§ What is needed
Lay out the records as a Markdown table with the columns Row and Record line, using only the lines from the one containing "Where can you spot the spotted" through the end of the records. Number each row and leave out blank lines.

____________

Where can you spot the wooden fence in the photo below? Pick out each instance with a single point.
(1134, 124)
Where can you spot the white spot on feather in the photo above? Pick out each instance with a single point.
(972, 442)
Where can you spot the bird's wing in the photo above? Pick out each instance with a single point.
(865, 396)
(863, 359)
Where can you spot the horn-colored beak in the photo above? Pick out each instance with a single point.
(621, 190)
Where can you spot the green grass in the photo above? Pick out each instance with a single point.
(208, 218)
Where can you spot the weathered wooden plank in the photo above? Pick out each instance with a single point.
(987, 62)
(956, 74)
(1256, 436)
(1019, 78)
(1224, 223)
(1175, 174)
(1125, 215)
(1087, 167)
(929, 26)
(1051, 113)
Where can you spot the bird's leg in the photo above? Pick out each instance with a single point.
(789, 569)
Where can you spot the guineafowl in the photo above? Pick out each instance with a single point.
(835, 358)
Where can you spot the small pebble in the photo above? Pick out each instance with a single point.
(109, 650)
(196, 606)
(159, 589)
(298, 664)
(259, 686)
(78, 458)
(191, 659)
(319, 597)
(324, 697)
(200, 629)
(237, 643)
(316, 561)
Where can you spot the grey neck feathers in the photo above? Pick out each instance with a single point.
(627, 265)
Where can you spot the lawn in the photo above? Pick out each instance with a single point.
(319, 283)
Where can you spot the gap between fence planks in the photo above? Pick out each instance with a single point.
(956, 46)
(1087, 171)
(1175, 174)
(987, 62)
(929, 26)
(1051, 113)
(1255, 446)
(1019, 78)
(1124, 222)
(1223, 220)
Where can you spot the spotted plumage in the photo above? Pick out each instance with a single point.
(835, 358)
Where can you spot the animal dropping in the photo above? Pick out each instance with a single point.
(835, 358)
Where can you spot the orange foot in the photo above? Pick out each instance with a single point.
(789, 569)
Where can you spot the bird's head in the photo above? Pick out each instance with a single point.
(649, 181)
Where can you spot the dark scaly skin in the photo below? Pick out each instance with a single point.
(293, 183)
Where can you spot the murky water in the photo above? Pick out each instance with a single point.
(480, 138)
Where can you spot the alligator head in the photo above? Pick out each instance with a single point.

____________

§ Response
| Row | Record line |
|---|---|
| 1 | Where can you spot the spotted plumage in the photo above? Pick out each instance with a single point. |
| 2 | (835, 358) |
| 3 | Where can you spot the animal dropping in the photo above? Pick out each instance with a single point. |
| 4 | (835, 358) |
| 5 | Where can you spot the orange foot in the photo above? Pick out each instance with a single point. |
| 6 | (789, 569) |
| 7 | Where can you spot the bird's head in the photo above? Pick out each instance with a single point. |
| 8 | (649, 181) |
| 9 | Where can you spot the dark scaly skin in the photo below? Pick out each instance with a single point. |
| 10 | (293, 183) |
| 11 | Where can you spot the murky water in the photo above? Pick out each instance with a single point. |
| 12 | (480, 138) |
| 13 | Where can you spot the alligator head in the photo above? Pick out each instance with a single point. |